> _Source passage_:
They look about 2 or 2 1/2 weeks old. Sounds like you are doing pretty good already. Just keep them fed every 3 to 4 hours and make sure that at this point your other cats don't get to close just to make sure. You don't know if the kittens have anything or not. If they start looking smaller than kittens their age should be then start feed them around every 2 to 3 hours. 
If you need anymore help just ask! We have only fostered 3 litters but when I was younger one of our cats rejected their litter so we have raised a good few! It a wonderful experience to!


----------



## BamMcg (Apr 25, 2005)

> _Dataset rows_:

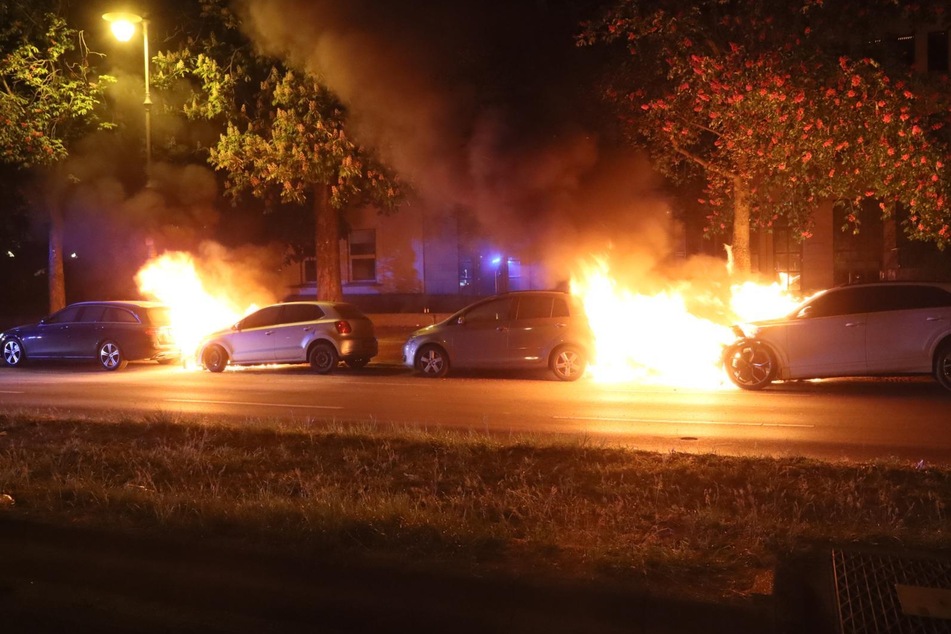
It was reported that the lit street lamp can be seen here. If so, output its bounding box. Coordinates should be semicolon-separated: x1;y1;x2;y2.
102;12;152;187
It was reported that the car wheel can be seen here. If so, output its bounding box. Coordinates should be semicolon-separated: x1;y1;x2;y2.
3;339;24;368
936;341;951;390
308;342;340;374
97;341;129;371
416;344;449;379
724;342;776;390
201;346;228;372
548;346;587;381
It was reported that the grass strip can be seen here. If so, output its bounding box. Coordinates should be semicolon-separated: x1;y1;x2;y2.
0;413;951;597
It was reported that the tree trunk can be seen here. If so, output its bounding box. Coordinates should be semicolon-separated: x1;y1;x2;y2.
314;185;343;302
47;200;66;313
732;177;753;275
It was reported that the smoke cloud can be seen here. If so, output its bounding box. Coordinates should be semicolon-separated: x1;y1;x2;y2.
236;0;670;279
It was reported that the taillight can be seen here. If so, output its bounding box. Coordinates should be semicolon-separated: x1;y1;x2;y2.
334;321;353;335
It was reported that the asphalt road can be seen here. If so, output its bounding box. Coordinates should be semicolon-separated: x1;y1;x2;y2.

> _What the exercise asks_: How old does the kitten-care forum post judge the kittens to be?

> _Full answer_: About 2 or 2 1/2 weeks old.